··· Extract

Pace graph does not correspond with average lap pace graph

So I did a 5K time trial and ran a steady pace of just below 4:00.
My Fenix 6X gave 3:47 for the first km.
When I look at the pace graph I see the following:

This is clearly wrong.
I never went below 4:30/km and this also doesn't add up to an average of 3:47 for that first km.
When I select the average pace/lap graph I see this:

Now this is correct.
I looked on the map as to where this dip happened.
There were no strange spikes to be seen, I also didn't make any sharp turns, it was just a straight part.
This must be a bug right? I have no other explanation for it.

I'm running:
Fenix 6X
Software: 13.10
GPS: 4.80
Sensor Hub: 8.00

  • I've noticed similar issues with instant pace often being slower compared to lap splits. I've done a bit more analysis of activity data using some custom python script which confirm that Fenix 6 instant pace is consistently biased toward slower than actual pace.

    See the following thread:
    forums.garmin.com/.../instant-pace-is-neither-precise-nor-accurate-and-has-bias-towards-slower-than-actual-pace

  • Thanks silentvoyager. Interesting thread.

······

- [Instruction 1]: From the forum post on the pace graph, list each software component whose version number the poster reports, with its version.
- [Instruction 2]: Reproduce the passage of the forum post on the pace graph between "So I did a 5K" and "explanation for it.", inclusive.

··· Information supplied

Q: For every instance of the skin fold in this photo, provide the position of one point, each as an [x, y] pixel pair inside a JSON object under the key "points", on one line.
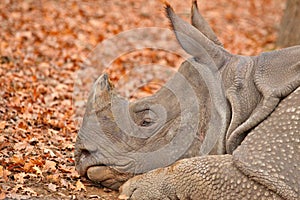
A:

······

- [Reply 1]:
Software: 13.10
GPS: 4.80
Sensor Hub: 8.00

- [Reply 2]:
So I did a 5K time trial and ran a steady pace of just below 4:00.
My Fenix 6X gave 3:47 for the first km.
When I look at the pace graph I see the following:

This is clearly wrong.
I never went below 4:30/km and this also doesn't add up to an average of 3:47 for that first km.
When I select the average pace/lap graph I see this:

Now this is correct.
I looked on the map as to where this dip happened.
There were no strange spikes to be seen, I also didn't make any sharp turns, it was just a straight part.
This must be a bug right? I have no other explanation for it.